Monday, August 29, 2011

The Week in Review – August 24


Where the heck have I ‘m been you may be asking or maybe you were hoping that I had finally had enough of pontificating and just quit. Nothing, so dramatic we (my wife and I) are in the process of trying to relocate to Florida. Not for retirement or anything else, but because that is where my wife wants to live and heck it has lots of pluses for me also, happy wife,  work from home (I hope), my daughters and their husbands are all in Florida, heck we even sent my dog to Florida already. So in the interim we are living in a condo since our house sold as we arrange the other pieces to get the whole move over with. All of that has caused me to have limited internet and I still have less access to the internet since I’m working off a tether from my iphone. Now that I have bored you with the details of my life let’s dive into what has been going on in comics.

The end of the DCU has been going on. For me this has been rather sad. DC has had a ton of soft reboots over the years with Crisis on Infinite Earths, Zero Hour, Byrne restart of Superman, the extremely soft reboot of Jason Todd in Batman and Batman Year One, One Year Later and other things, but nothing as dramatic as this. Marvel’s sliding scale of time slowly kills the characters for me, but this is bothering me a lot as any history or continuity I know of the characters is now totally up in the air. I have read a little of the interviews and plans but have almost purposely ignored the whole thing so I can come into the new DCU clean. DC keeps saying it is a re-launch and not a reboot, but it is obvious that Flashpoint is their gimmick to try and realign their Universe and they are trying to keep what they think fans like and fix what they thing needs fixing. The last issues of many of the books were killer as the writers were giving a last hurrah and they previewed a bunch of ideas they had for the books they were writing and I really want to read those JLA Adventure and the Batgirl stories. On the other hand the end of the current Superman stuff, Teen Titans and some others is a mercy killing. The problem I have is that any history I think I know about anybody is suspect. This is what Marvel did to Amazing Spider-Man with One More Day and DC appears to be doing it with their whole line.

------------------------------------------------------------------------

PROBLEM 1 — Reproduce the portion of the week-in-review post starting at "The Week in" and ending at "on in comics.".
PROBLEM 2 — According to the week-in-review post, how is the writer currently accessing the internet?
The items placed after the week-in-review post are separate material.

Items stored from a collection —
------------------------------------------------------------------------

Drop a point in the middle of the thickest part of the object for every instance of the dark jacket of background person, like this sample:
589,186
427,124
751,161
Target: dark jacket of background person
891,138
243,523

------------------------------------------------------------------------

CORRECT OUTPUT 1 —
The Week in Review – August 24


Where the heck have I ‘m been you may be asking or maybe you were hoping that I had finally had enough of pontificating and just quit. Nothing, so dramatic we (my wife and I) are in the process of trying to relocate to Florida. Not for retirement or anything else, but because that is where my wife wants to live and heck it has lots of pluses for me also, happy wife,  work from home (I hope), my daughters and their husbands are all in Florida, heck we even sent my dog to Florida already. So in the interim we are living in a condo since our house sold as we arrange the other pieces to get the whole move over with. All of that has caused me to have limited internet and I still have less access to the internet since I’m working off a tether from my iphone. Now that I have bored you with the details of my life let’s dive into what has been going on in comics.

CORRECT OUTPUT 2 — By working off a tether from an iPhone.